◆ TASK DESCRIPTION ◆
Restate the records that follow word for word. Omit the images.

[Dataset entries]
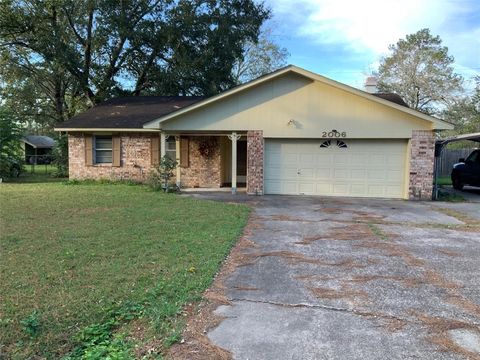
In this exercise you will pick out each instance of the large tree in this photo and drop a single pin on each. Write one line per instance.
(77, 53)
(420, 70)
(260, 58)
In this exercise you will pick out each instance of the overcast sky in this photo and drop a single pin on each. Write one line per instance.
(343, 39)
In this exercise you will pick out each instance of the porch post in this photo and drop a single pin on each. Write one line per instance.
(163, 140)
(177, 151)
(234, 137)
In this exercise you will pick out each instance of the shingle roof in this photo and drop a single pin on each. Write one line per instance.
(39, 141)
(397, 99)
(133, 112)
(127, 112)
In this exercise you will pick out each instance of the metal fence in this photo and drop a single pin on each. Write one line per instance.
(450, 157)
(39, 164)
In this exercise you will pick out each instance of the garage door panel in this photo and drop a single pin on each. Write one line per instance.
(341, 189)
(341, 159)
(357, 174)
(324, 173)
(377, 174)
(341, 174)
(357, 189)
(324, 159)
(393, 175)
(365, 168)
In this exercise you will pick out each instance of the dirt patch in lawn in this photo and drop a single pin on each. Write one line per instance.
(392, 249)
(195, 344)
(295, 258)
(447, 252)
(344, 292)
(439, 328)
(348, 232)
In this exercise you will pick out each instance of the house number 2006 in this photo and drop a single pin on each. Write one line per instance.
(333, 134)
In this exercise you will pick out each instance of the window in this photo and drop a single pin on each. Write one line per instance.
(103, 149)
(171, 148)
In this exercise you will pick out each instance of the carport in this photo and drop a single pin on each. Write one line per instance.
(440, 145)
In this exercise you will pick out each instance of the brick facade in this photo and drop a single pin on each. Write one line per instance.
(135, 163)
(422, 149)
(255, 149)
(202, 171)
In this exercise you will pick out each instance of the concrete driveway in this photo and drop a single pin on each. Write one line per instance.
(331, 278)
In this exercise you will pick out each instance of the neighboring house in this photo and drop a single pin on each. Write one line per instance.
(291, 131)
(37, 149)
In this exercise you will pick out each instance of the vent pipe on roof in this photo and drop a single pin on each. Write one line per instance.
(371, 84)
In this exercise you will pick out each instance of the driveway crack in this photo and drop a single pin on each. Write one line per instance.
(324, 307)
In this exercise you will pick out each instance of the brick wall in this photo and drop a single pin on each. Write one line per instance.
(134, 154)
(202, 171)
(255, 148)
(421, 164)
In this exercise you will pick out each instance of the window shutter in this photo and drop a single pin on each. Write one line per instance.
(155, 149)
(116, 150)
(184, 151)
(88, 149)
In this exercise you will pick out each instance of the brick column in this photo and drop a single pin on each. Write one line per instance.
(255, 162)
(422, 150)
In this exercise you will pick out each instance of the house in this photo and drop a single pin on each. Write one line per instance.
(37, 148)
(288, 132)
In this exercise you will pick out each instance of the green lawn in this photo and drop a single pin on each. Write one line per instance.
(82, 265)
(444, 180)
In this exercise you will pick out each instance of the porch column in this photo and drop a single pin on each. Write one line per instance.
(234, 137)
(163, 140)
(177, 152)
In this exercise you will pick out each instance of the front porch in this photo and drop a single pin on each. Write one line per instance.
(230, 161)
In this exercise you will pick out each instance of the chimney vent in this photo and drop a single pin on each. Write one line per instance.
(371, 84)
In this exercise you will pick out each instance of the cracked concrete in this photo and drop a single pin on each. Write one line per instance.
(333, 278)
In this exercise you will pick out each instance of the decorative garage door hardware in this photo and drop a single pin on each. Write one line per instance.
(328, 143)
(334, 134)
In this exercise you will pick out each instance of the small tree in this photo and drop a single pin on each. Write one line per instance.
(160, 176)
(10, 149)
(420, 70)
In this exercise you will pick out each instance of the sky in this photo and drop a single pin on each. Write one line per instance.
(344, 39)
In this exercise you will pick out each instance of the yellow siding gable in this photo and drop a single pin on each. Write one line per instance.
(293, 106)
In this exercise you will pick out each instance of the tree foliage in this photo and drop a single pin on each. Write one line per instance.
(465, 112)
(420, 70)
(260, 58)
(10, 146)
(65, 55)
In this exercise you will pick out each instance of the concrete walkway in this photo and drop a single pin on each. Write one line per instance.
(330, 278)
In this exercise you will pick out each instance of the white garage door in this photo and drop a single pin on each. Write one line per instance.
(363, 168)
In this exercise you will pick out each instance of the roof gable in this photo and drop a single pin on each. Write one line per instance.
(389, 100)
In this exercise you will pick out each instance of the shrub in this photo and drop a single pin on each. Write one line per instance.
(31, 324)
(159, 177)
(60, 156)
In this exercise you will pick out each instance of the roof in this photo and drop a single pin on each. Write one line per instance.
(471, 136)
(437, 123)
(39, 141)
(127, 112)
(395, 98)
(441, 143)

◆ RESULT FOR THIS TASK ◆
In this exercise you will pick out each instance of the large tree in this photo and drop a single pin on each. Write one line per instance.
(77, 53)
(420, 70)
(260, 58)
In this exercise you will pick out each instance of the overcast sky in this photo and drop a single pin on each. Write one line per instance.
(343, 39)
In this exercise you will pick out each instance of the porch post in this photo and drop a single pin on each. Write one line per instance.
(163, 140)
(177, 151)
(234, 137)
In this exercise you will pick out each instance of the shingle roof in this photo and drop a single pin on each. Write one line per instance.
(39, 141)
(397, 99)
(133, 112)
(127, 112)
In this exercise you will pick out each instance of the metal fence in this photo and drop a single pin on each. Write one line per instance.
(450, 157)
(39, 164)
In this exercise you will pick out each instance of the garage door panel in this photo and drop a single pin on each. Write one line per instance.
(341, 189)
(341, 159)
(357, 174)
(324, 173)
(377, 174)
(341, 174)
(357, 189)
(324, 159)
(393, 175)
(365, 168)
In this exercise you will pick out each instance of the dirt patch in lawn in this photo and drop a single pin on each. Write one line per instance.
(392, 249)
(195, 344)
(295, 258)
(447, 252)
(344, 292)
(439, 328)
(348, 232)
In this exercise you will pick out each instance of the house number 2006 in this photo and drop a single pin on each. Write one line per instance.
(333, 134)
In this exercise you will pick out each instance of the window in this photo and drop a single pin on each. Write one line per instance.
(103, 149)
(171, 148)
In this exercise you will pick out each instance of the carport in this photo and drop a single pin on each. Write one line per instance.
(440, 145)
In this exercise you will pick out each instance of the brick facade in this photo and drop a single pin on each. Write one line per instance.
(135, 163)
(422, 149)
(255, 149)
(202, 171)
In this exercise you will pick out each instance of the concrete driveway in this photo and drop a single pin on each. Write one line per instance.
(331, 278)
In this exercise you will pick out each instance of the neighboring house in this photo and drop a single pin on each. Write one line per instance.
(291, 131)
(37, 149)
In this exercise you will pick out each instance of the vent pipe on roof in this photo and drop a single pin on each. Write one line per instance.
(371, 84)
In this exercise you will pick out each instance of the driveway crack in this photo and drop a single pin on each. Write one line per instance.
(324, 307)
In this exercise you will pick out each instance of the brick wall in this photo and drop a single pin on each. Write one line per instance.
(134, 154)
(202, 171)
(255, 148)
(421, 164)
In this exercise you will pick out each instance of the window shutter in this photo and drop a single pin on each. Write one line per instance.
(155, 149)
(116, 150)
(184, 151)
(88, 149)
In this exercise you will pick out each instance of the brick column in this photo and drop a single pin on each. Write one line per instance.
(255, 162)
(422, 150)
In this exercise you will pick out each instance of the house in this photo and drop a single pin on each. Write one line per instance.
(37, 148)
(288, 132)
In this exercise you will pick out each instance of the green lawn in this photo and drop a single pin on each. Write one line per instance.
(82, 265)
(444, 180)
In this exercise you will pick out each instance of the porch column in this photo and drop a single pin on each. Write one line per instance.
(234, 137)
(163, 140)
(177, 152)
In this exercise you will pick out each instance of the front porch in this photo and drop a single pin on each. Write one line per instance.
(230, 161)
In this exercise you will pick out each instance of the chimney vent in this photo and drop a single pin on each. Write one line per instance.
(371, 84)
In this exercise you will pick out each instance of the cracked concrete in this photo and drop a single pin on each. Write one line per instance.
(333, 278)
In this exercise you will pick out each instance of the decorative garage door hardware in this photo and drop a single pin on each. Write one line per instance.
(328, 143)
(334, 134)
In this exercise you will pick out each instance of the small tree in this photo and drop a single pin on each. Write one line per instance.
(160, 176)
(10, 149)
(420, 70)
In this exercise you will pick out each instance of the sky in this photo and drop a single pin on each. Write one line per instance.
(344, 39)
In this exercise you will pick out each instance of the yellow siding gable in this photo and drop a single pin on each. Write one line per instance.
(293, 106)
In this exercise you will pick out each instance of the tree foliage in this photo and drop a single pin on each. Write one line per instance.
(465, 112)
(420, 70)
(260, 58)
(10, 146)
(65, 55)
In this exercise you will pick out each instance of the concrete walkway in this photo and drop a single pin on each. Write one line per instance.
(330, 278)
In this exercise you will pick out each instance of the white garage door in this photo and drop a single pin on each. Write one line per instance.
(363, 168)
In this exercise you will pick out each instance of the roof gable in this photo and drop a single pin on each. Write one line per instance.
(389, 100)
In this exercise you will pick out each instance of the shrub in this photo and drop a single pin on each. Write one line per instance.
(31, 324)
(159, 177)
(60, 156)
In this exercise you will pick out each instance of the roof in this photo and drop a single pin on each. Write one line per instance.
(471, 136)
(437, 123)
(39, 141)
(127, 112)
(395, 98)
(441, 143)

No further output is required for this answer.